EXERCISE GOAL:
The listing below should be printed in full and exactly, apart from its images.

MATERIAL TO PROCESS:
_ _ _ _ _
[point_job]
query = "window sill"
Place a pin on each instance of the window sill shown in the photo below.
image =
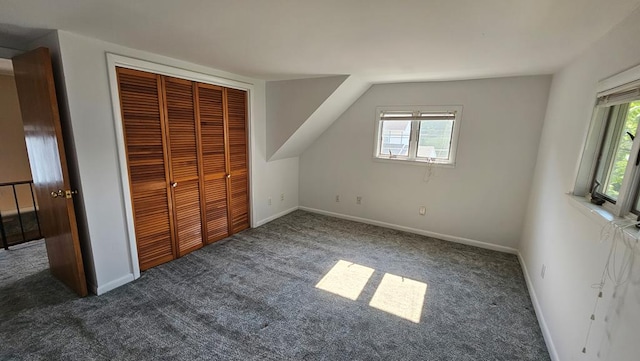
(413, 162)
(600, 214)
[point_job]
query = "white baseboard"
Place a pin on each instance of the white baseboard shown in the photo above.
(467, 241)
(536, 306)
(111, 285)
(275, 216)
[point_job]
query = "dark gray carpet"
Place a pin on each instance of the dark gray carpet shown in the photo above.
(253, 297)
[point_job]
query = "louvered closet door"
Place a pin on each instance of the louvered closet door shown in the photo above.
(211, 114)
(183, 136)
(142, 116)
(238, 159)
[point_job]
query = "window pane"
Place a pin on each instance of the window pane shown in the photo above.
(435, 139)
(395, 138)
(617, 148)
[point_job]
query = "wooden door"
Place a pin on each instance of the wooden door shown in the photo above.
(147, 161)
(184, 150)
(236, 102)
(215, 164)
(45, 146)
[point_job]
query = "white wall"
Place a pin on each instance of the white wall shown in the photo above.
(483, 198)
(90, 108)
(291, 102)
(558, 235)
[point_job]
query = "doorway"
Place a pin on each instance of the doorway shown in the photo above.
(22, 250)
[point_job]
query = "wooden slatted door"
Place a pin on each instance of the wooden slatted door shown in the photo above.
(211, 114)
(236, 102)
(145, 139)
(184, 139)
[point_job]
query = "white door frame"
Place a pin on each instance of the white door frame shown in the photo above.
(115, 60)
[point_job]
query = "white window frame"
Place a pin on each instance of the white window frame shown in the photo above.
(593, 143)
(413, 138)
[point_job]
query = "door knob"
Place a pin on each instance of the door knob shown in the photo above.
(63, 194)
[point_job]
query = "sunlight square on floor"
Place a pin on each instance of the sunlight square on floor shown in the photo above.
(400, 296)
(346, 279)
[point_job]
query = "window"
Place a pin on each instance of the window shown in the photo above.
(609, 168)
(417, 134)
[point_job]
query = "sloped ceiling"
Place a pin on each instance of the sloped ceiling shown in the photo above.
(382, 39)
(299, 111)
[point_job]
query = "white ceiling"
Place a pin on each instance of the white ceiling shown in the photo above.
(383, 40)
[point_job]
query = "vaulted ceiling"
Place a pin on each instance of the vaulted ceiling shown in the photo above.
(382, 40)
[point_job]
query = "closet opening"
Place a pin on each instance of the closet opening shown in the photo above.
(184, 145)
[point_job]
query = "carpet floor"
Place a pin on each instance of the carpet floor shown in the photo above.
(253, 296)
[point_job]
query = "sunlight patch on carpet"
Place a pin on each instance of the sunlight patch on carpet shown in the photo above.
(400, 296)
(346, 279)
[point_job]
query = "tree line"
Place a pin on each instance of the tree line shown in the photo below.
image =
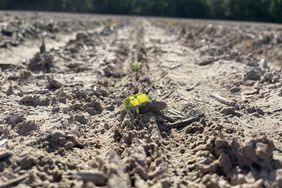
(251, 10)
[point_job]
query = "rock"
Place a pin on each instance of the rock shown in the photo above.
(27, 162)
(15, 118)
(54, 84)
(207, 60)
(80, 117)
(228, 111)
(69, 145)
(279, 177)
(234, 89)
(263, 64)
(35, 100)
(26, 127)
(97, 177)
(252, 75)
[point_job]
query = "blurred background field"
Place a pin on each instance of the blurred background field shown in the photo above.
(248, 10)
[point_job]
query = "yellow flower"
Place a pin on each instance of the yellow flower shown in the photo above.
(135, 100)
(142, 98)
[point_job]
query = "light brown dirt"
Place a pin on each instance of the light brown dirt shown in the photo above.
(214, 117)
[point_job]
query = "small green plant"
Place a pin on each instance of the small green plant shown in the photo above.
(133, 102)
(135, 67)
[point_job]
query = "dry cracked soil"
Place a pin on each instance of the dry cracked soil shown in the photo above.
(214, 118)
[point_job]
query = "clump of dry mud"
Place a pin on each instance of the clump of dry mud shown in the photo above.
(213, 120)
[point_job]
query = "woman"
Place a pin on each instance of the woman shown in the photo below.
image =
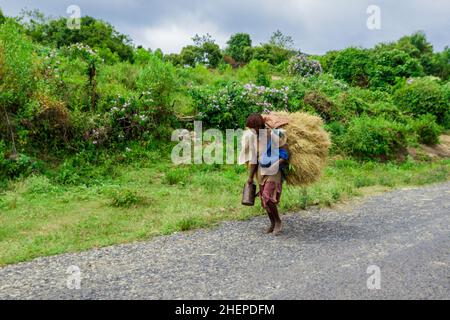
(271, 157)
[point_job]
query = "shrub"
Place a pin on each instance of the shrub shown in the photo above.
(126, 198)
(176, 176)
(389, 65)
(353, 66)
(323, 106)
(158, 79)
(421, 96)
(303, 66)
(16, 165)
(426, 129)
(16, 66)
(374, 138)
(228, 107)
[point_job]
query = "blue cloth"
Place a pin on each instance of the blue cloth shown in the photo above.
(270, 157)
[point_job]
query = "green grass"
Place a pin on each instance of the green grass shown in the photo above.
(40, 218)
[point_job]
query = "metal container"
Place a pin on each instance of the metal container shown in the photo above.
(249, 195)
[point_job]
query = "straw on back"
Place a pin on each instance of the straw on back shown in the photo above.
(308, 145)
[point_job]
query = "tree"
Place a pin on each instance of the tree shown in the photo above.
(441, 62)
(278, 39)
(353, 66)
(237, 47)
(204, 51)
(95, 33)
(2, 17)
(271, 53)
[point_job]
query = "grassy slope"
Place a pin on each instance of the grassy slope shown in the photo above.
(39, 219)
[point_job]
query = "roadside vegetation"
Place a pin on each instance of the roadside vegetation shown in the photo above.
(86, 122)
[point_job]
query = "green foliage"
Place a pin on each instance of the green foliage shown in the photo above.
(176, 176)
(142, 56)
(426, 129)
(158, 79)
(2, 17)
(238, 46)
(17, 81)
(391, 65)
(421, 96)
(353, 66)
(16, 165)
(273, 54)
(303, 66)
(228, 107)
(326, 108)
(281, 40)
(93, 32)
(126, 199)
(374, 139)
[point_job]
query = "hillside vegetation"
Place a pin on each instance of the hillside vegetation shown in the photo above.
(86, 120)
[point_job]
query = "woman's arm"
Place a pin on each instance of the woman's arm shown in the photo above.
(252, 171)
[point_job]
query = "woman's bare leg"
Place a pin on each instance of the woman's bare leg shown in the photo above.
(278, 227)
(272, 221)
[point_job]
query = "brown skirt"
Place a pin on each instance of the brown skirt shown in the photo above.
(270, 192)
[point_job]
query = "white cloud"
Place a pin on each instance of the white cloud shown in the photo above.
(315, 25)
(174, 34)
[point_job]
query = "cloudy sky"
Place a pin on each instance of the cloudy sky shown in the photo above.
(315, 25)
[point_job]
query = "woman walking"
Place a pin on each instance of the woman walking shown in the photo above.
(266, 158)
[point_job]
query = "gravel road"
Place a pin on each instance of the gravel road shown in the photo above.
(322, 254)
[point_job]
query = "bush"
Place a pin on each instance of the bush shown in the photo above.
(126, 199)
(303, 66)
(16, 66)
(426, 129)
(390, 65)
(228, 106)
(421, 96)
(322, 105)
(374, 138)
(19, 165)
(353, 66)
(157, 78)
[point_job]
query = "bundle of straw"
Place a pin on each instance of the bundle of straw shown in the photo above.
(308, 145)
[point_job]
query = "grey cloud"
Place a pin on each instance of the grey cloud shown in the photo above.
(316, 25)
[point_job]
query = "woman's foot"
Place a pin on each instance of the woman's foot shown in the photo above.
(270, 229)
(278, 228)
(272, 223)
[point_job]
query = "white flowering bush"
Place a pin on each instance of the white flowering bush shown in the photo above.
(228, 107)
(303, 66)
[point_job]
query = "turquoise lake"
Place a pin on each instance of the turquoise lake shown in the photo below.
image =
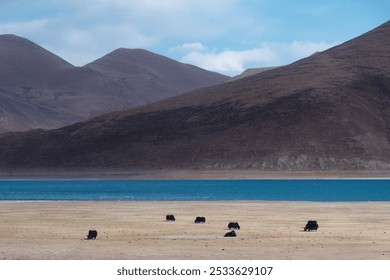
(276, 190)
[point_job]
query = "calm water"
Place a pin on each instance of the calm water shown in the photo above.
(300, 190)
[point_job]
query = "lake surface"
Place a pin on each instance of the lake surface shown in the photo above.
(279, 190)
_ _ _ _ _
OUTPUT FOR THIS TASK:
[point_job]
query = "window sill"
Place a pin on each instance of the window sill shown in the photo below.
image =
(413, 162)
(600, 214)
[point_job]
query = "white baseboard"
Place a pin on each instance of the white baseboard shown in the photo above.
(467, 241)
(536, 306)
(111, 285)
(275, 216)
[point_job]
query = "dark gray carpet"
Place a pin on each instance of the dark gray carpet shown in the photo above.
(253, 297)
[point_job]
query = "louvered closet door"
Place a pin on each instance of the louvered closet door shown in the photo above.
(211, 114)
(183, 136)
(142, 116)
(238, 159)
[point_job]
query = "window pane"
Place a pin on each instance of the window pane shown in the photo above.
(435, 139)
(395, 138)
(617, 148)
[point_job]
query = "wooden door"
Place a pin on each instance of the wooden door shown in the photo above.
(147, 161)
(184, 150)
(236, 102)
(215, 164)
(45, 146)
[point_job]
query = "white wall"
Place a pin on each instance of the white wall shown in the photo above.
(483, 198)
(90, 108)
(291, 102)
(558, 235)
[point_job]
query = "doorway"
Place a pin on each instance of the doorway shown in the photo above.
(22, 250)
[point_job]
query = "wooden slatted door"
Place a pin on each instance of the wooden slatted door shown in the photo above.
(211, 114)
(236, 102)
(145, 139)
(184, 139)
[point_job]
query = "white door frame"
Place a pin on each instance of the white door frame shown in the photo above.
(115, 60)
[point_job]
query = "white window frame"
Place a pin on each instance of the white window frame shown in the photo above.
(593, 143)
(413, 138)
[point_job]
query = "door knob"
Place a pin on each instance of the door knob shown in the photo above.
(63, 194)
[point_job]
query = "sunlight square on floor"
Place a pin on each instance of the sunlight square on floor shown in the photo above.
(400, 296)
(346, 279)
[point_job]
query = "window"
Place a pin on each instance of the window shown in the photo above.
(609, 168)
(417, 134)
[point_job]
query = "sloped ceiling"
Place a pin on each instance of the sloped ceiling shown in the photo above.
(382, 39)
(299, 111)
[point_job]
query = "white ceiling"
Place a pin on each instance of the white ceiling shown in the photo above.
(383, 40)
[point_job]
query = "vaulted ceiling"
Place a pin on each instance of the vaulted ceiling shown in the photo above.
(382, 40)
[point_job]
query = "closet opening"
Place a pin on each instance of the closet opening shown in the photo above.
(184, 145)
[point_job]
query = "carpet floor"
Place a pin on each instance of the carpet floor shown in the photo above.
(253, 296)
[point_job]
query = "sunlight patch on carpet"
Place a pin on each instance of the sunlight patch on carpet shown in the photo above.
(400, 296)
(346, 279)
[point_job]
query = "tree line"
Place a pin on each instance of the tree line shown in the photo below.
image =
(251, 10)
[point_job]
query = "rock"
Place a pin on each instance of the rock shown in the photo above.
(27, 162)
(15, 118)
(54, 84)
(207, 60)
(80, 117)
(228, 111)
(69, 145)
(279, 177)
(234, 89)
(263, 64)
(35, 100)
(26, 127)
(97, 177)
(252, 75)
[point_job]
query = "blurred background field"
Place a pin on each instance of the blurred background field shown in the photo above.
(248, 10)
[point_job]
query = "yellow flower"
Place a pin on each instance of the yellow flower shown in the photo above.
(135, 100)
(142, 98)
[point_job]
query = "light brown dirt"
Place a pin on each instance of the light brown dirt shown in the photo above.
(214, 117)
[point_job]
query = "small green plant"
Place a pin on each instance of the small green plant shown in the photo above.
(133, 102)
(135, 67)
[point_job]
query = "dry cracked soil"
Place a pin on each instance of the dry cracked soil shown in the photo above.
(214, 118)
[point_job]
query = "clump of dry mud"
Place a pin on each instance of the clump of dry mud shown in the photo above.
(213, 120)
[point_job]
query = "woman"
Place a pin on each instance of the woman shown in the photo below.
image =
(271, 157)
[point_job]
query = "shrub"
Place a pin on each instance of the shrub shown in the photo above.
(126, 198)
(176, 176)
(389, 65)
(353, 66)
(323, 106)
(158, 79)
(421, 96)
(303, 66)
(16, 165)
(426, 129)
(16, 66)
(374, 138)
(228, 107)
[point_job]
query = "blue cloth"
Place a pin on each instance of the blue cloth shown in the photo above.
(270, 157)
[point_job]
query = "green grass"
Place a pin on each instance of the green grass shown in the photo above.
(40, 218)
[point_job]
query = "metal container"
Place a pin on each instance of the metal container shown in the photo above.
(249, 195)
[point_job]
query = "straw on back"
Place a pin on each instance of the straw on back shown in the photo above.
(308, 145)
[point_job]
query = "tree"
Place a pin on each instance of the tree shown in the photo above.
(441, 62)
(278, 39)
(353, 66)
(237, 47)
(204, 51)
(95, 33)
(2, 17)
(271, 53)
[point_job]
query = "grassy slope"
Place a pin on each instance of the grassy slope shown in the photo above.
(39, 219)
[point_job]
query = "roadside vegetation"
Place a pin on each instance of the roadside vegetation shown in the photo above.
(86, 122)
[point_job]
query = "green foliage"
Place a pin on each instance of the green foliage shown in the photo above.
(176, 176)
(142, 56)
(426, 129)
(158, 79)
(2, 17)
(238, 46)
(17, 81)
(391, 65)
(421, 96)
(353, 66)
(16, 165)
(273, 54)
(303, 66)
(228, 107)
(326, 108)
(281, 40)
(93, 32)
(126, 199)
(374, 139)
[point_job]
query = "hillside vegetation"
Place a pin on each instance of the hillside vegetation shown in the photo above.
(86, 120)
[point_job]
query = "woman's arm"
Place a pin on each instance of the woman's arm shown in the photo above.
(252, 171)
[point_job]
query = "woman's bare leg"
Place a pin on each instance of the woman's bare leg shown in the photo above.
(278, 227)
(272, 221)
[point_job]
query = "brown skirt"
Place a pin on each instance of the brown skirt shown in the photo above.
(270, 192)
[point_job]
query = "white cloud"
Place a pin on each instance of the white cloud shown in the photo above.
(315, 25)
(174, 34)
[point_job]
query = "cloudy sky"
Place a pin on each instance of the cloudy sky shown in the photo above.
(315, 25)
[point_job]
query = "woman walking"
Place a pin on each instance of the woman walking shown in the photo above.
(266, 158)
[point_job]
query = "gravel road"
Place a pin on each instance of the gravel road shown in the photo above.
(322, 254)
[point_job]
query = "bush"
Place a pin on each instance of the bush shown in the photo above.
(126, 199)
(303, 66)
(16, 66)
(426, 129)
(390, 65)
(228, 106)
(421, 96)
(322, 105)
(374, 138)
(19, 165)
(353, 66)
(157, 78)
[point_job]
query = "bundle of straw"
Place a pin on each instance of the bundle of straw shown in the photo above.
(308, 145)
[point_job]
query = "grey cloud"
Place a pin on each instance of the grey cloud shown in the photo above.
(316, 25)
[point_job]
query = "woman's foot"
Place a pin on each instance of the woman's foot shown in the photo above.
(270, 229)
(278, 228)
(272, 223)
[point_job]
query = "white flowering bush"
Place a pin on each instance of the white flowering bush shown in the photo above.
(228, 107)
(303, 66)
[point_job]
query = "turquoise lake"
Place a pin on each instance of the turquoise lake shown in the photo below.
image =
(276, 190)
[point_job]
query = "calm water"
Place a pin on each instance of the calm water shown in the photo above.
(300, 190)
[point_job]
query = "lake surface"
Place a pin on each instance of the lake surface shown in the photo above.
(279, 190)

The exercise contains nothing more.